## RECORD EXCERPTS

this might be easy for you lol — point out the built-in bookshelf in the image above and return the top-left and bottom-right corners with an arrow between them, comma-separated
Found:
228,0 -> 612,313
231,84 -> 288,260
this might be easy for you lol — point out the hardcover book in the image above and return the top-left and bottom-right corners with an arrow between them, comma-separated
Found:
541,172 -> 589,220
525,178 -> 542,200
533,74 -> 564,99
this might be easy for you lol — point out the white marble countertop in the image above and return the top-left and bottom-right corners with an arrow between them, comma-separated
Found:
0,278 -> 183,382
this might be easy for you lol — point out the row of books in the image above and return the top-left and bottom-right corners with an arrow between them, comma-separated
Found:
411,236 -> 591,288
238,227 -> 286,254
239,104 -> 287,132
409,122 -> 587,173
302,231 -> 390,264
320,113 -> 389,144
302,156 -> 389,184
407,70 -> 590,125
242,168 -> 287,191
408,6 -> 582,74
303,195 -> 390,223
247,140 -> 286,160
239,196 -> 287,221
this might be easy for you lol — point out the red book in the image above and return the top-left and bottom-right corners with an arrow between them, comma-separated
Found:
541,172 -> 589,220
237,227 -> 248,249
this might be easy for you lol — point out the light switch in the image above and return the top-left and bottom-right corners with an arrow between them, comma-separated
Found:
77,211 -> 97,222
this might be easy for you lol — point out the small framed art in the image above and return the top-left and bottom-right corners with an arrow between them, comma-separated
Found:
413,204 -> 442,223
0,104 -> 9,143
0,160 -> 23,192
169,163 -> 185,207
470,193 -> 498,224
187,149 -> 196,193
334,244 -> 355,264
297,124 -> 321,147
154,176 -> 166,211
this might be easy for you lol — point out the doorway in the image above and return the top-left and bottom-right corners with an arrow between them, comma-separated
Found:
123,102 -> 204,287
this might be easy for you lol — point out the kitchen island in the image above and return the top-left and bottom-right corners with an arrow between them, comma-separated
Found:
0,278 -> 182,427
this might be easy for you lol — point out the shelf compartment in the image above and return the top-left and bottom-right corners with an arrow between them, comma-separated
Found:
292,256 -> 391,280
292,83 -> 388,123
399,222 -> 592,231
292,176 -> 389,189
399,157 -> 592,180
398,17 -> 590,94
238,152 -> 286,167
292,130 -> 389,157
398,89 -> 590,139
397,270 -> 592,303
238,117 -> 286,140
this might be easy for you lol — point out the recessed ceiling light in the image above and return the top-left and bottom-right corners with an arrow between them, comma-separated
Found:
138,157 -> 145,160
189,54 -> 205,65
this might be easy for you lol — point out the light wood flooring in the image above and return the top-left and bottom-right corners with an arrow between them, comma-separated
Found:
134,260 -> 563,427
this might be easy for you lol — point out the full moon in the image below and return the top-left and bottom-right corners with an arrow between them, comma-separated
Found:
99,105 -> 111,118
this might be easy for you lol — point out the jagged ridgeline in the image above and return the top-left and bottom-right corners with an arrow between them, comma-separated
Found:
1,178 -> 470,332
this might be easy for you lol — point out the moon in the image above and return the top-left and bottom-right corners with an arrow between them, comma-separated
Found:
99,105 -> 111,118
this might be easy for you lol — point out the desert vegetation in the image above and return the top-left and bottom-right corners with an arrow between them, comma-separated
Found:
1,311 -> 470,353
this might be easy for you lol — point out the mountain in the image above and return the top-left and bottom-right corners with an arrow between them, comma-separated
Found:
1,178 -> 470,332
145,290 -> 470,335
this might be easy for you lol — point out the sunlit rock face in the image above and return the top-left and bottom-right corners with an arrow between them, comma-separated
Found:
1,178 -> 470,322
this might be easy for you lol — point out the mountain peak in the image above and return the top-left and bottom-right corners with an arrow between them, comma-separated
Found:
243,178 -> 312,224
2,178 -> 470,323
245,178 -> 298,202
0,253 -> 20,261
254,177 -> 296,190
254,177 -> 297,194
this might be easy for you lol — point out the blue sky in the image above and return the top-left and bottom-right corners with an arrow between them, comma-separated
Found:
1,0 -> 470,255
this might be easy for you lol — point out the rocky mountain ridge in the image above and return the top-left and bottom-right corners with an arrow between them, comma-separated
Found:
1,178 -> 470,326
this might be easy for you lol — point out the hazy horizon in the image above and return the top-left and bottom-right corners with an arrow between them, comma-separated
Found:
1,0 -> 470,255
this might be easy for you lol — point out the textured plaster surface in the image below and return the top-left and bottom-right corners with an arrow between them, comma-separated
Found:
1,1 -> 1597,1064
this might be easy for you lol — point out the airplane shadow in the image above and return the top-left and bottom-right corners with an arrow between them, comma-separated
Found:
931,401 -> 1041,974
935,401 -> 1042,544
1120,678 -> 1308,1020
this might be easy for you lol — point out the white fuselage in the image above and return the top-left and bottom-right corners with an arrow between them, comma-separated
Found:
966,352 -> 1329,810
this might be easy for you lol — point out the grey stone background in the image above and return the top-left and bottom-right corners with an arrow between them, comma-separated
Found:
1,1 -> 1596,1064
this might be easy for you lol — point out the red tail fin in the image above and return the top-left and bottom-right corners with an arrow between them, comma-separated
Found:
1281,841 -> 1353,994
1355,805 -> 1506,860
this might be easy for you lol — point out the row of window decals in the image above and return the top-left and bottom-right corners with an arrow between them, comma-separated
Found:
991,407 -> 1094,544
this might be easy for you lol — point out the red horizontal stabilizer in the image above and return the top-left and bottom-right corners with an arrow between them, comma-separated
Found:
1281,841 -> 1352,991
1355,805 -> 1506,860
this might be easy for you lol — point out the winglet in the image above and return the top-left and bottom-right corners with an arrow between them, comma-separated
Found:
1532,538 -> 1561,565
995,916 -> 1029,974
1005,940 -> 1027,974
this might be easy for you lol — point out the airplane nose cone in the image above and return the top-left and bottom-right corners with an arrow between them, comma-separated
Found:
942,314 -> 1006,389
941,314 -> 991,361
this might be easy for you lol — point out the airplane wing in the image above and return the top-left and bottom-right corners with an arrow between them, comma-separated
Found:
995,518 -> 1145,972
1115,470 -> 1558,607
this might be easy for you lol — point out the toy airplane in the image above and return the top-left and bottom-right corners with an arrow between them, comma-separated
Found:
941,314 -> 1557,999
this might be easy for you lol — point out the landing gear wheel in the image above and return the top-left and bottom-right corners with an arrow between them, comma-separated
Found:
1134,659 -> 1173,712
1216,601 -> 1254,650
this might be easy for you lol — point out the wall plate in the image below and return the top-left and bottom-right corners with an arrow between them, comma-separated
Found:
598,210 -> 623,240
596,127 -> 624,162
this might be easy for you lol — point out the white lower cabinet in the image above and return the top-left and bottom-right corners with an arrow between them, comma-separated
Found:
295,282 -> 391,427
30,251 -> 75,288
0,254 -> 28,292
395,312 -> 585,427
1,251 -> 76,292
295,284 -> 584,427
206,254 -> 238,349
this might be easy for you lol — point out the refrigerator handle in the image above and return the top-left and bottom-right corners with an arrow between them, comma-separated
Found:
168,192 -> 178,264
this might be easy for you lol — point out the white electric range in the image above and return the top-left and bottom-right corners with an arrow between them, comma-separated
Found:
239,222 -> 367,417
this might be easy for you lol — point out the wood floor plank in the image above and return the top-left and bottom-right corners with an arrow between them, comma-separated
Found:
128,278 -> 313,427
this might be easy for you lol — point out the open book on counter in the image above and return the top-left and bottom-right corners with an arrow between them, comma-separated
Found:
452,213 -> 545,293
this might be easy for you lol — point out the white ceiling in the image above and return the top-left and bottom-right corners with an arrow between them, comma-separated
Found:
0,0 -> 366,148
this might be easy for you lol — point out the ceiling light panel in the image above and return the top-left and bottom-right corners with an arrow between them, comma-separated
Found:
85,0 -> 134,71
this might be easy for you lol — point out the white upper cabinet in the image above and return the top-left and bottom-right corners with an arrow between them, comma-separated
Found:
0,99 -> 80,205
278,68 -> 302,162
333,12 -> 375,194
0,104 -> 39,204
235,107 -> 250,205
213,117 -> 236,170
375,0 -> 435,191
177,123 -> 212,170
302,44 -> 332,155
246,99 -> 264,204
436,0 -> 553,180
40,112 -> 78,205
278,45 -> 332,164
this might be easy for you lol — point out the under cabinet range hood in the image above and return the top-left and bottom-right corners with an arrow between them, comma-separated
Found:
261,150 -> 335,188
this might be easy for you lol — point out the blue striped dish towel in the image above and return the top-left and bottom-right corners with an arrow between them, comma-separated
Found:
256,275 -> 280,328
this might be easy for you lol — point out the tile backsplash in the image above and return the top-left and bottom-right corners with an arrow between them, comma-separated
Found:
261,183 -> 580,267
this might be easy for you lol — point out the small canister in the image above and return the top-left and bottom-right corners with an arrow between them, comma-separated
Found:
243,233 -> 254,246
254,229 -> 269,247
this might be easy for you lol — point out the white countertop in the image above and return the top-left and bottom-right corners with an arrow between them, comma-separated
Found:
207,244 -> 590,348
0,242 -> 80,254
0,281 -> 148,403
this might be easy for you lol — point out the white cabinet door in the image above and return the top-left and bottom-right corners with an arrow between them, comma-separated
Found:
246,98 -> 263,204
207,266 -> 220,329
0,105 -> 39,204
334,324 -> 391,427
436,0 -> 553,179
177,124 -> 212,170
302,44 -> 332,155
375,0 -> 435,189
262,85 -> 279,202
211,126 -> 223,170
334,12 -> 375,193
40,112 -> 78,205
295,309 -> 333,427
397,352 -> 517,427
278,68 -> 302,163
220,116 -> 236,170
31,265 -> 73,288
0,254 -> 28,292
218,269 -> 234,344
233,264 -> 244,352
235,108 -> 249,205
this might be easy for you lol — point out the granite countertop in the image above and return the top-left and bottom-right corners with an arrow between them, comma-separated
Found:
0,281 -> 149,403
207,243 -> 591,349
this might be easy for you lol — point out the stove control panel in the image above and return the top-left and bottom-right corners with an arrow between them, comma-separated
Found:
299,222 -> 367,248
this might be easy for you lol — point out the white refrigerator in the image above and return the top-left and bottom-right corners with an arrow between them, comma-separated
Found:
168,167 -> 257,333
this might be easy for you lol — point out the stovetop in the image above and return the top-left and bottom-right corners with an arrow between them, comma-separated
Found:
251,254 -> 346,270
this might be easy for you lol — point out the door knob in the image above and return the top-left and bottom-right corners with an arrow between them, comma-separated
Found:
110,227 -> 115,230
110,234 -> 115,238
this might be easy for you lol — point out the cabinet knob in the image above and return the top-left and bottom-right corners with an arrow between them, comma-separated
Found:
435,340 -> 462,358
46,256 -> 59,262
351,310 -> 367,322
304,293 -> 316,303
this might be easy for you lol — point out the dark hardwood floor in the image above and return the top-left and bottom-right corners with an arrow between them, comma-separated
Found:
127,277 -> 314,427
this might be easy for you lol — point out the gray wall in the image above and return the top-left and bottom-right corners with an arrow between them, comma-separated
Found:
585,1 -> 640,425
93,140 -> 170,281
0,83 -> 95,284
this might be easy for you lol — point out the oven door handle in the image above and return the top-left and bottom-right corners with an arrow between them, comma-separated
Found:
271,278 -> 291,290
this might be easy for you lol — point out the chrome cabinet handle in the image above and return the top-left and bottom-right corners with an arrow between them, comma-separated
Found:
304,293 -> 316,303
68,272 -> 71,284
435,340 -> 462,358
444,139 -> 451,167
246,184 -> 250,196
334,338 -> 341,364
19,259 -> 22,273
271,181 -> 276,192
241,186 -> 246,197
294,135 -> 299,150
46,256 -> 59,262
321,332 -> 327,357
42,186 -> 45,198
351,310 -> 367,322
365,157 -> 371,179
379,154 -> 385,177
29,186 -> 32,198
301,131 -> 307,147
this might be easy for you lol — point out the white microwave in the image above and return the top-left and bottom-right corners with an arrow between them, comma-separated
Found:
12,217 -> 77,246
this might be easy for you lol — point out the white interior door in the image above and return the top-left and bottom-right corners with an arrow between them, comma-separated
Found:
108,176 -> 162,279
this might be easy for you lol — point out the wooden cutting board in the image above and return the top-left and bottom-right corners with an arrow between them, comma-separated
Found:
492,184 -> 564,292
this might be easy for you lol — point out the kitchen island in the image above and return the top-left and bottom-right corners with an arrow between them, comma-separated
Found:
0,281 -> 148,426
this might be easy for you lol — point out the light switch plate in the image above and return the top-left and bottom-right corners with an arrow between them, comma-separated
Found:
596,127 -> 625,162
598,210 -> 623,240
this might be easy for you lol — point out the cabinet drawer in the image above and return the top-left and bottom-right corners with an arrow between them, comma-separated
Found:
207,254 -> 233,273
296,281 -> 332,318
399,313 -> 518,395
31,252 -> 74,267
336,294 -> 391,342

## TASK PROMPT
Each line of the entries holding the string "below" should be found and copied.

## WRITTEN ANSWER
this might be easy for you lol — point out the full moon in the image below and return the top-left and bottom-right corners with an arrow between them, comma-separated
this might be easy for you lol — point out the textured plaster surface in the image below and return the top-left and bottom-right corners with an arrow between them, comma-separated
this might be easy for you lol — point out the wall plate in the image below and return the top-left and bottom-right corners with an arrow between them, comma-separated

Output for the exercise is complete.